## What is needed:
Copy the entries below, swapping every "instance" for "occurrence" and changing nothing else.

--- Start ---

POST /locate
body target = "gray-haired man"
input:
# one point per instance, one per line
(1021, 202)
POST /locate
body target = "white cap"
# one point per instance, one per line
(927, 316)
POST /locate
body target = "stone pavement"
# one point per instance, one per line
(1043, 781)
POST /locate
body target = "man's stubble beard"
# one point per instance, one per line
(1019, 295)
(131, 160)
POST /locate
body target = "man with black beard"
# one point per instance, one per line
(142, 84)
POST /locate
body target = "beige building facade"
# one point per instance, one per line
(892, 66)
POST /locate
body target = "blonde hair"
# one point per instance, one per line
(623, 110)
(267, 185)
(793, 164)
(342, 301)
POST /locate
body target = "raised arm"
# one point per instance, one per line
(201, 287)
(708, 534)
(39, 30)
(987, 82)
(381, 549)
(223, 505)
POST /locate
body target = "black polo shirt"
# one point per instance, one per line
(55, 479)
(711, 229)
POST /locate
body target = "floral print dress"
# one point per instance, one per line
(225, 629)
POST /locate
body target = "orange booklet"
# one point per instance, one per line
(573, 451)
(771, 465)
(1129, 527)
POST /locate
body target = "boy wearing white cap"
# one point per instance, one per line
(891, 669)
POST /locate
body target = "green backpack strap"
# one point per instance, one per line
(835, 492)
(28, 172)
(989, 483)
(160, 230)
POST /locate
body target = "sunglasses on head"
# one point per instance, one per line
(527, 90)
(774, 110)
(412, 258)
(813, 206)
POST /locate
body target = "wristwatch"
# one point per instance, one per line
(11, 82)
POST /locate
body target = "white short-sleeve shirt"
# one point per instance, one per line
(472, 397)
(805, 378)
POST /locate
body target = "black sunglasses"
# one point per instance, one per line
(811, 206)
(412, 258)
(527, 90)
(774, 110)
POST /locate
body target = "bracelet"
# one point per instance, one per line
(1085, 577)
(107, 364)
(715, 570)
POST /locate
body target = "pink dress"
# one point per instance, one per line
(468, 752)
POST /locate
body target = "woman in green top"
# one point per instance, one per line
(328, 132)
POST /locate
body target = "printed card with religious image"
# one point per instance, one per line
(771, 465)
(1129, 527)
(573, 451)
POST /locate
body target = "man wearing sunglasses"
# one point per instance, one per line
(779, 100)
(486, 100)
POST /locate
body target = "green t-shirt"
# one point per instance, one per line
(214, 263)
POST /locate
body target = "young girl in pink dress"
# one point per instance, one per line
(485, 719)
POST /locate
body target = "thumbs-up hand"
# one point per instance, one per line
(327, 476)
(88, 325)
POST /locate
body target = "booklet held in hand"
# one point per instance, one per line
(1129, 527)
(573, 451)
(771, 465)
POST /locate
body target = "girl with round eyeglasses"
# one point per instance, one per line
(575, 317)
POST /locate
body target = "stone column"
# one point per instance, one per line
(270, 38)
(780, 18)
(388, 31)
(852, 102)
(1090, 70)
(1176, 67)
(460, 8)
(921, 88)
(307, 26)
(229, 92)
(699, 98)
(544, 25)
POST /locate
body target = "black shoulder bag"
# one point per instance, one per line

--- End ---

## Finished exercise:
POST /locate
body target = "gray-haired man"
input:
# one point per occurrence, one per line
(1021, 202)
POST /locate
body target = "white cap"
# one point per occurrence, one per line
(927, 316)
POST /locate
body target = "stone pavement"
# one point per occurrence, one per line
(1043, 781)
POST /locate
body target = "man's stubble beard"
# one point per occurrence, one per line
(1019, 295)
(131, 160)
POST /locate
body target = "man with black beard"
# one point per occurrence, one per line
(142, 84)
POST /locate
body target = "beige building facade"
# one point per occurrence, one per line
(892, 66)
POST /locate
body target = "blonde hair"
# one point per occurrence, one per line
(623, 110)
(267, 185)
(793, 164)
(342, 301)
POST /locate
body target = "raised arm"
# one point per occurrence, one per line
(201, 287)
(708, 534)
(39, 30)
(987, 82)
(381, 549)
(223, 505)
POST /locate
body target = "black polo shirt"
# one point per occurrence, one per line
(55, 479)
(711, 229)
POST /locate
body target = "floral print dress"
# one point per occurrence, one per line
(225, 629)
POST /locate
body target = "orange booklet"
# one point per occurrence, one per line
(573, 451)
(771, 465)
(1129, 527)
POST /locate
body target = "boy wearing white cap"
# one point per occurrence, one per line
(891, 669)
POST /locate
body target = "green backpack strap"
# one point per occurrence, one per line
(835, 492)
(28, 172)
(989, 483)
(160, 230)
POST /locate
body target = "sunglasses on head"
# one point per occurrence, one per line
(527, 90)
(774, 110)
(412, 258)
(813, 206)
POST /locate
body target = "wristwatch"
# one point per occurrence, one per line
(11, 82)
POST /locate
body target = "white short-sleeve shirt"
# one point per occurrence, one per line
(472, 397)
(805, 378)
POST /locate
body target = "black sunglasses"
# one point per occurrence, one per line
(811, 206)
(412, 258)
(527, 90)
(774, 110)
POST /locate
body target = "bracelet"
# one point per occurrence, one per line
(1085, 577)
(107, 364)
(715, 570)
POST /locate
body target = "pink dress"
# one point per occurrence, one per line
(468, 752)
POST /locate
body target = "woman in green top"
# one point per occurrence, one per line
(328, 132)
POST /locate
body target = "printed card with religious image"
# one point per occurrence, one per line
(771, 465)
(1129, 527)
(573, 451)
POST /locate
body target = "man wearing sunglasses"
# one point per occurrence, one per line
(779, 100)
(486, 100)
POST /locate
body target = "green t-shirt"
# one point per occurrence, one per line
(214, 263)
POST /locate
body target = "young girl in pink dress"
# one point per occurrence, one per line
(485, 719)
POST /locate
body target = "thumbs-up hand"
# one point per occurrence, one per line
(327, 476)
(88, 325)
POST /locate
body target = "booklet held in hand"
# one point per occurrence, one per line
(1129, 527)
(573, 451)
(771, 465)
POST /locate
body target = "girl with round eyeglasses"
# one point per occurrence, one per line
(575, 317)
POST /locate
body target = "stone column"
# one point per occurrence, one per line
(270, 38)
(780, 18)
(388, 31)
(852, 102)
(1090, 70)
(1176, 67)
(460, 8)
(921, 88)
(307, 26)
(229, 92)
(699, 98)
(544, 25)
POST /locate
body target = "black shoulder bag"
# one point per occurrence, one per line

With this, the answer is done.